Start Dataset excerpts

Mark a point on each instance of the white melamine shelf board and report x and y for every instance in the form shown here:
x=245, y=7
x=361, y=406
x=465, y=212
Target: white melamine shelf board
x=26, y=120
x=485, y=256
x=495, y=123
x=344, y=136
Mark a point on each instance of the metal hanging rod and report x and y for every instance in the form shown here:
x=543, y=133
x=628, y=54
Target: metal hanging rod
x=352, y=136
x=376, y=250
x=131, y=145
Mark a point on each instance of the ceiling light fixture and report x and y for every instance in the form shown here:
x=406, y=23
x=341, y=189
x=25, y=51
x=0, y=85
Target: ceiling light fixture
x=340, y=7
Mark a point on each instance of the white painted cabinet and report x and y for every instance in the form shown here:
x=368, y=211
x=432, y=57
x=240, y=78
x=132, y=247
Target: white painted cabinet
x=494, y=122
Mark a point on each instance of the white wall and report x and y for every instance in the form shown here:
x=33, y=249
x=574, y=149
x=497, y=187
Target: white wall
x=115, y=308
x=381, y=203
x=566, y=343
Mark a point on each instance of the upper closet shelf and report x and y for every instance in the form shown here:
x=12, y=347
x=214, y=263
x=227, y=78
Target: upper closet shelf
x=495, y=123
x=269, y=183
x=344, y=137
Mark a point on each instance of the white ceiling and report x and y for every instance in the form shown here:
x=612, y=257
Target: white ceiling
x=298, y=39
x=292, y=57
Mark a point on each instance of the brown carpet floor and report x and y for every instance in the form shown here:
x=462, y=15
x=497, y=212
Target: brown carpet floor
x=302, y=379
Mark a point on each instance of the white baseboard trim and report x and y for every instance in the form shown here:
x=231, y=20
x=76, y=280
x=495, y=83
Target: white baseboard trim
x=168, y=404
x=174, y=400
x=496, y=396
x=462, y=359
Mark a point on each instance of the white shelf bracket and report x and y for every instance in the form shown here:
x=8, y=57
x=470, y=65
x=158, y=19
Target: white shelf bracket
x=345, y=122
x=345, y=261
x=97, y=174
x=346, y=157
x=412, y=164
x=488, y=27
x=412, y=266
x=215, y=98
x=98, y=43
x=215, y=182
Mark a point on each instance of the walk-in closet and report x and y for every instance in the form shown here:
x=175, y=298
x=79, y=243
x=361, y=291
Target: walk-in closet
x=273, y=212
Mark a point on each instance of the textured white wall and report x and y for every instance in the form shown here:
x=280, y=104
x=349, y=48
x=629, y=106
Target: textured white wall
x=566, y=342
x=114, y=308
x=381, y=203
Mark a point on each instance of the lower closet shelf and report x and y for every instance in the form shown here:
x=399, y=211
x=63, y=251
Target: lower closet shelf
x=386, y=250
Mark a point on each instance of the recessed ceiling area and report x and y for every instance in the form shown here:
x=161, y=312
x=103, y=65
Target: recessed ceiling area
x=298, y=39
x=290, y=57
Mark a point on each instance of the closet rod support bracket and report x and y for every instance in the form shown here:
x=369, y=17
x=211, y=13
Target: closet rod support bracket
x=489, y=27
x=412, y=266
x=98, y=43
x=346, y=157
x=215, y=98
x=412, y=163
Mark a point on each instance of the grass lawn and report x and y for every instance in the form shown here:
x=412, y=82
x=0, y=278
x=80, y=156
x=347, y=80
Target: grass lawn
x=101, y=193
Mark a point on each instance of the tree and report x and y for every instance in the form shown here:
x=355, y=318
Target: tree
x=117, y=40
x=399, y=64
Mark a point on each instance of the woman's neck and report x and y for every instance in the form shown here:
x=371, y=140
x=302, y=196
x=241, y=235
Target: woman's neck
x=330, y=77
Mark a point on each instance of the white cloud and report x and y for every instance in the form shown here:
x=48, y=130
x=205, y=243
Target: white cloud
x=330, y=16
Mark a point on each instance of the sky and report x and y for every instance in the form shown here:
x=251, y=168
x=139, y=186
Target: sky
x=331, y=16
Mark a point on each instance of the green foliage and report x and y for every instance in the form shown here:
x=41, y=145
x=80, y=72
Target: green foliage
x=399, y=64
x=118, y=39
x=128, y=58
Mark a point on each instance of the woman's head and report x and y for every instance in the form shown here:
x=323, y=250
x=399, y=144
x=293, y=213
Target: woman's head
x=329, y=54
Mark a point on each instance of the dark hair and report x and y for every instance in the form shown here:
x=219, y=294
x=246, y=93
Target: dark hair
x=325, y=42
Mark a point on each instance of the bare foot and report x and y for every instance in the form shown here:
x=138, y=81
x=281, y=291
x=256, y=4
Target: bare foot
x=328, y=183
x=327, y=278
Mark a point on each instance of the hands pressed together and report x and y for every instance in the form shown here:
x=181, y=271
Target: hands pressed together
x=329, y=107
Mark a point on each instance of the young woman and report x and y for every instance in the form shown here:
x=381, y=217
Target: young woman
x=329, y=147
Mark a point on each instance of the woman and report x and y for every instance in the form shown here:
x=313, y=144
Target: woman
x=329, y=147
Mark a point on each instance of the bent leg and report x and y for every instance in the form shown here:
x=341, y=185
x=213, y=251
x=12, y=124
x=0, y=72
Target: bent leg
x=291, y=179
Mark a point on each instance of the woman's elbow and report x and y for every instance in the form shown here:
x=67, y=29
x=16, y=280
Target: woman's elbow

End Dataset excerpts

**Your task:** Format every line of the records above as a Markdown table with the columns Row and Line. Number the rows in order and leave out blank lines.

**Reply to the task:**
| Row | Line |
|---|---|
| 1 | Mark a point on each instance of the white melamine shelf board and report x and y for every instance in the form shown here: |
| 2 | x=245, y=7 |
| 3 | x=361, y=406 |
| 4 | x=465, y=212 |
| 5 | Target: white melamine shelf board |
| 6 | x=26, y=120 |
| 7 | x=485, y=256 |
| 8 | x=495, y=123 |
| 9 | x=344, y=136 |
| 10 | Mark a point on each instance of the metal hanging rod and report x and y for every instance in the form shown here: |
| 11 | x=543, y=133 |
| 12 | x=628, y=54 |
| 13 | Target: metal hanging rod |
| 14 | x=352, y=136 |
| 15 | x=376, y=250 |
| 16 | x=131, y=145 |
| 17 | Mark a point on each instance of the ceiling light fixture and report x and y for every instance in the form shown here: |
| 18 | x=406, y=23 |
| 19 | x=341, y=189 |
| 20 | x=25, y=51 |
| 21 | x=0, y=85 |
| 22 | Target: ceiling light fixture |
| 23 | x=340, y=7 |
| 24 | Mark a point on each instance of the white painted cabinet and report x and y for every instance in the form shown here: |
| 25 | x=368, y=211 |
| 26 | x=432, y=57 |
| 27 | x=240, y=78 |
| 28 | x=132, y=247 |
| 29 | Target: white painted cabinet |
| 30 | x=494, y=122 |
| 31 | Mark a point on each instance of the white wall and report x and y for every instance in the form shown here: |
| 32 | x=33, y=249 |
| 33 | x=574, y=149 |
| 34 | x=497, y=187 |
| 35 | Target: white wall |
| 36 | x=115, y=308 |
| 37 | x=381, y=203 |
| 38 | x=566, y=343 |
| 39 | Mark a point on each instance of the upper closet shelf and report x and y for every instance in the form shown here: |
| 40 | x=12, y=347 |
| 41 | x=214, y=263 |
| 42 | x=227, y=78 |
| 43 | Target: upper closet shelf |
| 44 | x=495, y=123 |
| 45 | x=269, y=183 |
| 46 | x=344, y=137 |
| 47 | Mark a point on each instance of the white ceiling and report x and y for every instance in the form shown here: |
| 48 | x=612, y=257 |
| 49 | Target: white ceiling |
| 50 | x=298, y=39 |
| 51 | x=292, y=57 |
| 52 | Mark a point on each instance of the brown carpet floor and report x and y for every instance in the form shown here: |
| 53 | x=462, y=15 |
| 54 | x=497, y=212 |
| 55 | Target: brown carpet floor |
| 56 | x=302, y=379 |
| 57 | Mark a point on each instance of the white baseboard trim and report x and y for every instance in the form shown here: |
| 58 | x=231, y=20 |
| 59 | x=76, y=280 |
| 60 | x=495, y=83 |
| 61 | Target: white baseboard trim |
| 62 | x=168, y=404 |
| 63 | x=174, y=400 |
| 64 | x=496, y=396 |
| 65 | x=462, y=359 |
| 66 | Mark a point on each instance of the white shelf bracket and report x and y for every instance in the form shown here: |
| 67 | x=8, y=57 |
| 68 | x=470, y=65 |
| 69 | x=158, y=19 |
| 70 | Target: white shelf bracket |
| 71 | x=345, y=122 |
| 72 | x=345, y=261 |
| 73 | x=97, y=174 |
| 74 | x=346, y=157 |
| 75 | x=412, y=164 |
| 76 | x=488, y=27 |
| 77 | x=412, y=266 |
| 78 | x=215, y=98 |
| 79 | x=98, y=43 |
| 80 | x=215, y=182 |
| 81 | Mark a point on each instance of the walk-in closet and report x and y for every instance in the form shown here: |
| 82 | x=175, y=298 |
| 83 | x=79, y=243 |
| 84 | x=361, y=291 |
| 85 | Target: walk-in closet |
| 86 | x=273, y=212 |
| 87 | Mark a point on each instance of the textured white wall and report x and y for every instance in the form shown here: |
| 88 | x=280, y=104 |
| 89 | x=349, y=48 |
| 90 | x=629, y=106 |
| 91 | Target: textured white wall |
| 92 | x=566, y=342 |
| 93 | x=114, y=308 |
| 94 | x=381, y=203 |
| 95 | Mark a point on each instance of the lower closet shelf and report x and y for every instance in the form shown here: |
| 96 | x=399, y=211 |
| 97 | x=63, y=251 |
| 98 | Target: lower closet shelf |
| 99 | x=386, y=250 |
| 100 | Mark a point on each instance of the recessed ceiling area and report x and y for every instance in the form shown here: |
| 101 | x=161, y=312 |
| 102 | x=103, y=65 |
| 103 | Target: recessed ceiling area |
| 104 | x=298, y=39 |
| 105 | x=290, y=57 |
| 106 | Mark a point on each instance of the closet rod support bracket and report x and y for every instance in the form shown here: |
| 107 | x=369, y=17 |
| 108 | x=211, y=13 |
| 109 | Target: closet rod support bracket |
| 110 | x=489, y=27 |
| 111 | x=412, y=266 |
| 112 | x=98, y=43 |
| 113 | x=346, y=157 |
| 114 | x=215, y=98 |
| 115 | x=412, y=163 |
| 116 | Mark a point on each instance of the grass lawn and report x and y for every instance in the form shown here: |
| 117 | x=412, y=82 |
| 118 | x=0, y=278 |
| 119 | x=80, y=156 |
| 120 | x=347, y=80 |
| 121 | Target: grass lawn |
| 122 | x=101, y=193 |
| 123 | Mark a point on each instance of the tree and report x and y for every instance in the form shown here: |
| 124 | x=355, y=318 |
| 125 | Target: tree |
| 126 | x=117, y=40 |
| 127 | x=399, y=64 |
| 128 | Mark a point on each instance of the woman's neck and report x and y for every instance in the form shown here: |
| 129 | x=371, y=140 |
| 130 | x=302, y=196 |
| 131 | x=241, y=235 |
| 132 | Target: woman's neck |
| 133 | x=330, y=77 |
| 134 | Mark a point on each instance of the white cloud and report x and y for every instance in the form shown here: |
| 135 | x=48, y=130 |
| 136 | x=205, y=243 |
| 137 | Target: white cloud |
| 138 | x=330, y=16 |
| 139 | Mark a point on each instance of the sky and report x and y for every instance in the form shown here: |
| 140 | x=251, y=168 |
| 141 | x=139, y=186 |
| 142 | Target: sky |
| 143 | x=331, y=16 |
| 144 | Mark a point on each instance of the green foliage and report x and y for every instance in the form shown here: |
| 145 | x=41, y=145 |
| 146 | x=80, y=72 |
| 147 | Target: green foliage |
| 148 | x=399, y=64 |
| 149 | x=118, y=39 |
| 150 | x=128, y=58 |
| 151 | Mark a point on each instance of the woman's head and report x and y for every instance in the form shown here: |
| 152 | x=323, y=250 |
| 153 | x=399, y=144 |
| 154 | x=293, y=213 |
| 155 | Target: woman's head |
| 156 | x=329, y=54 |
| 157 | Mark a point on each instance of the dark hair and report x and y for every instance in the form shown here: |
| 158 | x=219, y=294 |
| 159 | x=246, y=93 |
| 160 | Target: dark hair |
| 161 | x=325, y=42 |
| 162 | Mark a point on each instance of the bare foot and report x and y for every instance in the form shown here: |
| 163 | x=138, y=81 |
| 164 | x=281, y=291 |
| 165 | x=256, y=4 |
| 166 | Target: bare foot |
| 167 | x=328, y=183 |
| 168 | x=327, y=278 |
| 169 | Mark a point on each instance of the hands pressed together and report x and y for every instance in the form shown here: |
| 170 | x=181, y=271 |
| 171 | Target: hands pressed together |
| 172 | x=329, y=107 |
| 173 | Mark a point on each instance of the young woman and report x and y for every instance in the form shown here: |
| 174 | x=381, y=217 |
| 175 | Target: young woman |
| 176 | x=329, y=147 |
| 177 | Mark a point on each instance of the woman and report x and y for every instance in the form shown here: |
| 178 | x=313, y=144 |
| 179 | Target: woman |
| 180 | x=329, y=147 |
| 181 | Mark a point on each instance of the bent leg and report x and y for every instance in the form shown here: |
| 182 | x=341, y=185 |
| 183 | x=213, y=251 |
| 184 | x=12, y=124 |
| 185 | x=0, y=72 |
| 186 | Target: bent leg |
| 187 | x=291, y=179 |
| 188 | Mark a point on each instance of the woman's elbow and report x and y for every instance in the form shown here: |
| 189 | x=67, y=29 |
| 190 | x=16, y=280 |
| 191 | Target: woman's elbow |